### TEXT FOR ANALYSIS

----

Gaucher disease is a lysosomal storage disorder that affects around 1 in 60,000 people.

It is caused when a person inherits two faulty copies of a gene responsible for making an enzyme called ‘glucocerebrosidase’. This enzyme is responsible for breaking down some types of lipids in a cell so that they can be recycled. In Gaucher disease, the deficiency of the enzyme means lipids build up in the lysosome. As a result, cellular function is disrupted, and this prevents major organs in the body from working effectively.

There is a great deal of variation in the severity of Gaucher disease and patients can develop a wide range of symptoms. Sadly, with the most severe form of the disease infants develop neurological disorders and may die shortly after birth.  Other patients develop problems such as anaemia and other blood disorders, osteoporosis and joint pain or skin changes, but these patients may have no neurological symptoms.

The majority of patients with Gaucher disease can be effectively treated by giving them infusions of the missing glucocerebrosidase enzyme. Unfortunately, this enzyme infusion cannot cross the blood brain barrier, so cannot be used to treat patients with neurological symptoms. Here at Evox, we hope to resolve this problem. By encapsulating the enzyme in our exosomes we hope to extend the benefits of protein replacement therapy to patients with neurological symptoms. We hope this next generation approach will ensure all patients can benefit from treatment.

In addition to this, Evox is looking at other ways to use knowledge about this faulty gene to help more people. Recent research has shown that individuals with just one copy of the faculty gene may also face health risks.  These individuals face a five-fold increase in developing Parkinson’s disease and a six-fold increase in developing dementia with Lewy bodies. This suggests that glucocerebrosidase enzyme deficiency may be involved in the development of these neurological conditions, and that Evox’s work in Gaucher disease could also translate into new therapies for these common and serious diseases.

----

### HOW TO COMPLETE THIS TASK
Rewrite the Gaucher disease passage from "It is caused" up to and including "no neurological symptoms.", substituting "fats" for each occurrence of "lipids".

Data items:
----

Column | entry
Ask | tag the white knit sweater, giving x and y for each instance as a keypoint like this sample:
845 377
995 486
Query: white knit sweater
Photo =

----

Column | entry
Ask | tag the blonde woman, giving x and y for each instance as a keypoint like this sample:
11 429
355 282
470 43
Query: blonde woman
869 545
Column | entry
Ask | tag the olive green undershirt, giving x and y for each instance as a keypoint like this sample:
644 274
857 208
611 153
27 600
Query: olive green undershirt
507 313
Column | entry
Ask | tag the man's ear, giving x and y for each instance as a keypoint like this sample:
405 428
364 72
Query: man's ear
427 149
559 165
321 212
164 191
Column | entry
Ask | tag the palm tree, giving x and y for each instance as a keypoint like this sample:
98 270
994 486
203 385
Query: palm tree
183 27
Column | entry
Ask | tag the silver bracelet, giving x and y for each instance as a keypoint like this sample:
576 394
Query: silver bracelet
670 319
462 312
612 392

----

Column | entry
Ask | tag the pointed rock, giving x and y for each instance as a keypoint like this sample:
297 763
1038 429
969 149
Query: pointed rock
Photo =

----

### RESULT FOR THIS TASK
It is caused when a person inherits two faulty copies of a gene responsible for making an enzyme called ‘glucocerebrosidase’. This enzyme is responsible for breaking down some types of fats in a cell so that they can be recycled. In Gaucher disease, the deficiency of the enzyme means fats build up in the lysosome. As a result, cellular function is disrupted, and this prevents major organs in the body from working effectively.

There is a great deal of variation in the severity of Gaucher disease and patients can develop a wide range of symptoms. Sadly, with the most severe form of the disease infants develop neurological disorders and may die shortly after birth.  Other patients develop problems such as anaemia and other blood disorders, osteoporosis and joint pain or skin changes, but these patients may have no neurological symptoms.